Friday, August 5, 2016

Year C, Proper 14, Luke 12:32-40, Hebrews 11:1-3, 8-16, Sermon: "Fear, Faith, and Courage"

Grace to you and peace from God our Father and our Lord and Savior, Jesus the Christ.  Amen
"Do not be afraid, little flock, for it is the Father's good pleasure to give you the Kingdom."

This is a beautiful verse, a favorite hymn is based on it, and it’s a theme that comes up in the Bible time and time again.  Fear not.

The thing is, fear is not a choice but an emotion that simply happens.  And fear serves a pretty important role in our lives.  It helps us to respond to that which threatens us.  Yet, it also can immobilize us from responding at all.

A veteran of the Air Force once shared with me a little tidbit about fighter pilots.  It's not that fighter pilots have no fear.  In fact many a fighter pilot has returned from a dog fight with the enemy, having shit in their pants.  What sets them apart is courage, that is, the ability to act in the face of one's fears.  Courage is not the lack of fear, but the conquering of our fears.

And faith is the foundation of all courage.  It is that complete and total trust that enables us to act with courage in the face of our fears.

Actions to take>
1. Render this sentence from the sermon in Spanish: "Courage is not the lack of fear, but the conquering of our fears."
2. Retype the passage of the sermon starting with "This is a beautiful" and going on through "responding at all.".
Rely only on the sermon to complete this work.

Entries supplied>
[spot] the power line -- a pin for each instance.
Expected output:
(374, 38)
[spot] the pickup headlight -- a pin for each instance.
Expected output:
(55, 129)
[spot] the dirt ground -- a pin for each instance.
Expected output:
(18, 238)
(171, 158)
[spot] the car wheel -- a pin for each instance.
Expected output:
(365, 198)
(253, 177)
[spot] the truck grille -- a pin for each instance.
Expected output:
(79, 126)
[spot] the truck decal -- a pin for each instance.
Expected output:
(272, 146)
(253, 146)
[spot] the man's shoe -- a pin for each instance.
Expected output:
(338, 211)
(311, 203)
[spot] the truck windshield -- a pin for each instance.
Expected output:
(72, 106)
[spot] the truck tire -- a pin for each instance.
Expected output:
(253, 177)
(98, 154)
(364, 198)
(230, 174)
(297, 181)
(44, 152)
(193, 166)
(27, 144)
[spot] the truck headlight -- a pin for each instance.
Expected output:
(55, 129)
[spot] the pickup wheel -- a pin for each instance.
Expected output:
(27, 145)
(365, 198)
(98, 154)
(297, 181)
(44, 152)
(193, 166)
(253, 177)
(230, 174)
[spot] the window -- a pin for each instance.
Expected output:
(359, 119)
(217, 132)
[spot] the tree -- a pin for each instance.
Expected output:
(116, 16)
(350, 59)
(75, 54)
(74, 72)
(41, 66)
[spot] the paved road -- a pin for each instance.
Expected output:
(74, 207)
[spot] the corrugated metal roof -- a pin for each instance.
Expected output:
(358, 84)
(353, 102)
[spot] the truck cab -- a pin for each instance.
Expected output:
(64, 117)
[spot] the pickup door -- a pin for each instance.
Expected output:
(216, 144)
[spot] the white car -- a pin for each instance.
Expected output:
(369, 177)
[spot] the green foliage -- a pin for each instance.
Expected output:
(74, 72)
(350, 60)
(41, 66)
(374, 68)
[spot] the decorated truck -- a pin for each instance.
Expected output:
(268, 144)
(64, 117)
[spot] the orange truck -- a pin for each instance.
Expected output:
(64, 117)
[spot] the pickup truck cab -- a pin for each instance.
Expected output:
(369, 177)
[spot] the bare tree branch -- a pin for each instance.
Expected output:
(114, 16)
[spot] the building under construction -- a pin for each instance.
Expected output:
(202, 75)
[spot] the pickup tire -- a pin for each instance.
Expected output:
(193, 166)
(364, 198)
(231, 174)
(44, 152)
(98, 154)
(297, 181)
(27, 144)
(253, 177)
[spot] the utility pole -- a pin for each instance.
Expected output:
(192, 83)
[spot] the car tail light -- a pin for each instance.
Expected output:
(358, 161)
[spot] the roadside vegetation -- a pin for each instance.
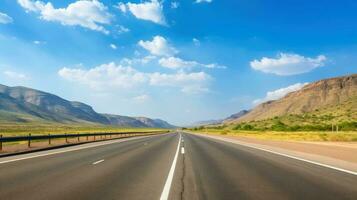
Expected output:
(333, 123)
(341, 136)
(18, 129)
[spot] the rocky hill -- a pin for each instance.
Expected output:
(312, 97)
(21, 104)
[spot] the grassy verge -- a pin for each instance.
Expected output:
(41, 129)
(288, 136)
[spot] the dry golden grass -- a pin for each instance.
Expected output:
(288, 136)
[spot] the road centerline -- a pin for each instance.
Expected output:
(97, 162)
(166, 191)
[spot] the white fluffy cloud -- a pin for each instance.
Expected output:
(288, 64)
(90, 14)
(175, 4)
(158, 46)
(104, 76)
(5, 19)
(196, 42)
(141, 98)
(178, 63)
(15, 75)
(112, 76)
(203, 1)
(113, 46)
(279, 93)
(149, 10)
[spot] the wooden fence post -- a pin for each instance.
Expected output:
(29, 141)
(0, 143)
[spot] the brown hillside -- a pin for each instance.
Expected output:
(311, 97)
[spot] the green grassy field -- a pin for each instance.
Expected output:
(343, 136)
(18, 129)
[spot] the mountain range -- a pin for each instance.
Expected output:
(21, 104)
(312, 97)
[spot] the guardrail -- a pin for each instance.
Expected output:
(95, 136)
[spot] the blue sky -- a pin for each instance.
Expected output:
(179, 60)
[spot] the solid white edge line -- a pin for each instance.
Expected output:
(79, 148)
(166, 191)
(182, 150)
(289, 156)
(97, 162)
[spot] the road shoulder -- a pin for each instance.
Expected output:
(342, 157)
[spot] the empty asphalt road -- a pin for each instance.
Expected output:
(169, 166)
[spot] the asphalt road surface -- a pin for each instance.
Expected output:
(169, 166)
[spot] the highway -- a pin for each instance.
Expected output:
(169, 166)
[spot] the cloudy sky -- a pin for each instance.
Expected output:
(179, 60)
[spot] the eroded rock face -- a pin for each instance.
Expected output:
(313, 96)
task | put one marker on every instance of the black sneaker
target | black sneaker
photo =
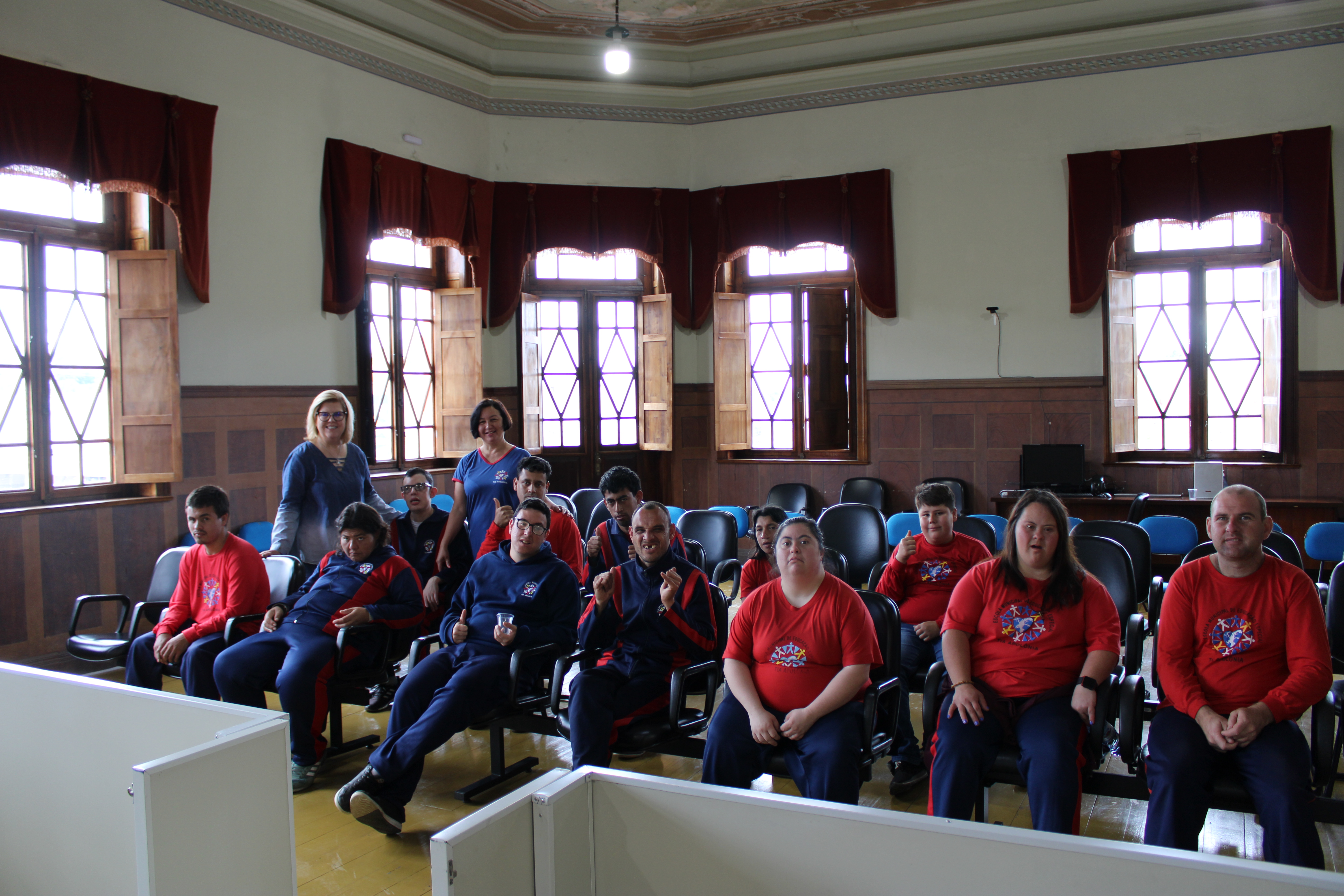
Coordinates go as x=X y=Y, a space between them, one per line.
...
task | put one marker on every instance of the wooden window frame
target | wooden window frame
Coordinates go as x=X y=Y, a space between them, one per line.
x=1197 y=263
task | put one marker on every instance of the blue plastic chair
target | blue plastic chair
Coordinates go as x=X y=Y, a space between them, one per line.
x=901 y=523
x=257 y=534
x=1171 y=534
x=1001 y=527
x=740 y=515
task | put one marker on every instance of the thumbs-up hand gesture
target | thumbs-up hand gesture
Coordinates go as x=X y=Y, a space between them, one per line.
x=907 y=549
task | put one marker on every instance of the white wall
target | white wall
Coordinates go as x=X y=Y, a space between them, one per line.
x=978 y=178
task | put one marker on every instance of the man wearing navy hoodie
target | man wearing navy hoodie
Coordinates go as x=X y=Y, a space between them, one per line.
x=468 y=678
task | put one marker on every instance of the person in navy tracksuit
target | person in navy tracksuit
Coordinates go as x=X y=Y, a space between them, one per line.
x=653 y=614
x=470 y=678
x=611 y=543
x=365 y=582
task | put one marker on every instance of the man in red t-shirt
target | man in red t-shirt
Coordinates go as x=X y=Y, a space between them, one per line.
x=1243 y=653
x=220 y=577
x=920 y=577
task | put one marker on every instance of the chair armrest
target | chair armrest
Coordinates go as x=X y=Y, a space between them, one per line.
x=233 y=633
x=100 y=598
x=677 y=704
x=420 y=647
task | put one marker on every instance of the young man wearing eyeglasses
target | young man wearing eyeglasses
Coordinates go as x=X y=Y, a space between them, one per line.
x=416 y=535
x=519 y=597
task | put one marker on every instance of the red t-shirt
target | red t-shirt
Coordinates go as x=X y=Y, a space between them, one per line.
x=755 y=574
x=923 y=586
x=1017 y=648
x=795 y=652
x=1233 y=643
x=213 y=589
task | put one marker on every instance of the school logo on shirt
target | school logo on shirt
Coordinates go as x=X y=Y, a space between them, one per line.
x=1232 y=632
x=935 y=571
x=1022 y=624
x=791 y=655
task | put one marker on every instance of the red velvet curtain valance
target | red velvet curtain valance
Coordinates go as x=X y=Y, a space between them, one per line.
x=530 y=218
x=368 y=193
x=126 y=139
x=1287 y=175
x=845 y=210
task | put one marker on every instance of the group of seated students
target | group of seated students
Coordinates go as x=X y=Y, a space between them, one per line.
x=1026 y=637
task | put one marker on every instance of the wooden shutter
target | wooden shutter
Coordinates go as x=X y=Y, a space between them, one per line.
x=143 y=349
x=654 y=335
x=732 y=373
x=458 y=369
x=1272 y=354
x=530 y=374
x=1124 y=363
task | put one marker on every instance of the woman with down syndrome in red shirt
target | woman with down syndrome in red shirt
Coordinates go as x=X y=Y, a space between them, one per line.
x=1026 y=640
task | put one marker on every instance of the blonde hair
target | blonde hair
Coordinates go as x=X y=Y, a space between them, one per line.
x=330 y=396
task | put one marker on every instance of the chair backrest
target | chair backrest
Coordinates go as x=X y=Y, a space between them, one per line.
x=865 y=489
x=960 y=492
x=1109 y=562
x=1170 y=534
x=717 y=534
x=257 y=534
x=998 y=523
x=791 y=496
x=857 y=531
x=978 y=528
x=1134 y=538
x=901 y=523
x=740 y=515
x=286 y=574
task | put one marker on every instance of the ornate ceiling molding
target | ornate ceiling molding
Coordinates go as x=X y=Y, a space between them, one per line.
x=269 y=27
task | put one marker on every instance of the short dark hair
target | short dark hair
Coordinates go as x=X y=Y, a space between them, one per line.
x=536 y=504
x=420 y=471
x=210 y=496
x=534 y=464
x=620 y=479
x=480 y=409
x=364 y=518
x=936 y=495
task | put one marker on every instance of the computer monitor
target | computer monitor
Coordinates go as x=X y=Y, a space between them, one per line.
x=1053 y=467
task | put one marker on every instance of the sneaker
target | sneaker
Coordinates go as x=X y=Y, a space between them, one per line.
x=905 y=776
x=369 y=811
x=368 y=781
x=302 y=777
* * *
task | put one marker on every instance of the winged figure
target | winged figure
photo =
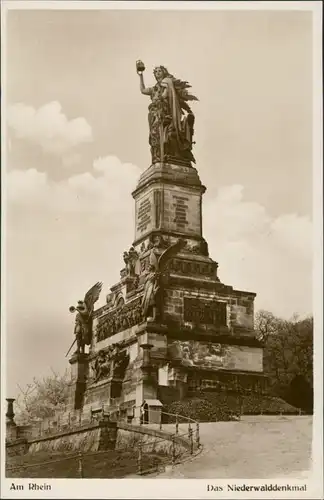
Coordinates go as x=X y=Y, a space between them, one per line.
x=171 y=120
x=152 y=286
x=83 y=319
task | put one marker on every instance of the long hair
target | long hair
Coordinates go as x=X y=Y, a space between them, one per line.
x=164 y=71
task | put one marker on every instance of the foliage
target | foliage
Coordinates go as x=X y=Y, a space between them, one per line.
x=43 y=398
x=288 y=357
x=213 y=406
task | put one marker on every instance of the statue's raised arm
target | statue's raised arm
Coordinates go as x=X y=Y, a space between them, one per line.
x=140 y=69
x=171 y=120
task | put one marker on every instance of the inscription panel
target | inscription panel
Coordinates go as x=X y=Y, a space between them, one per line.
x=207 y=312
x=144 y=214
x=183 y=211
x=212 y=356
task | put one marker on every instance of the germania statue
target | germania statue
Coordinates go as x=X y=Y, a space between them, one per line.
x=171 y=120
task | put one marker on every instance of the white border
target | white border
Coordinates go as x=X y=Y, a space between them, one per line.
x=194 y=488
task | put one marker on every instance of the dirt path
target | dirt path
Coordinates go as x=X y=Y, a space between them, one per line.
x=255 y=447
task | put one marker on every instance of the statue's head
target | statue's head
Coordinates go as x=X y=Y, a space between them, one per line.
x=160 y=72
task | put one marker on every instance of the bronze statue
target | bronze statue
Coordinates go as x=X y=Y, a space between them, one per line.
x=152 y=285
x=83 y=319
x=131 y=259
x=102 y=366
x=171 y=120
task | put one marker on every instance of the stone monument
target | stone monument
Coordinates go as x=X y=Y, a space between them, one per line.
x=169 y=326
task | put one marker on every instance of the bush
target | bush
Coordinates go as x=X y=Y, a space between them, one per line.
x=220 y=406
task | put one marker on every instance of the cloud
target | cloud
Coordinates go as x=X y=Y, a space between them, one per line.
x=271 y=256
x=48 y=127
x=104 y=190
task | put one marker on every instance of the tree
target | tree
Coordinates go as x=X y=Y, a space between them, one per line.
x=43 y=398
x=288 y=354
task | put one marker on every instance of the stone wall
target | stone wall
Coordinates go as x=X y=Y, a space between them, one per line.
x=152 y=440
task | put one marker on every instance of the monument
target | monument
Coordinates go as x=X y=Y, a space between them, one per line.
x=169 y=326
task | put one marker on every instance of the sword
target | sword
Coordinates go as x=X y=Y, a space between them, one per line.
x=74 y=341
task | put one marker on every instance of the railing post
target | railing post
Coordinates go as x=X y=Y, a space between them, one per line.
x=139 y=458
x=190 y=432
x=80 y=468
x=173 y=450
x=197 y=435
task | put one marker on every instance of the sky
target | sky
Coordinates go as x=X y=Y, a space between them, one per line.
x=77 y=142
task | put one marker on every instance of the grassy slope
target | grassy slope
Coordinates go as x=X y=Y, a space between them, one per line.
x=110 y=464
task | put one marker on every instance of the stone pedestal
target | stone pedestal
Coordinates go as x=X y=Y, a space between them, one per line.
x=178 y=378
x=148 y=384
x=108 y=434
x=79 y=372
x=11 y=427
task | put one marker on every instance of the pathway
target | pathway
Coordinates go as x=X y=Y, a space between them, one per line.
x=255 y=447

Task solutions>
1. El valor no es la ausencia de miedo, sino la conquista de nuestros miedos.

2.
This is a beautiful verse, a favorite hymn is based on it, and it’s a theme that comes up in the Bible time and time again.  Fear not.

The thing is, fear is not a choice but an emotion that simply happens.  And fear serves a pretty important role in our lives.  It helps us to respond to that which threatens us.  Yet, it also can immobilize us from responding at all.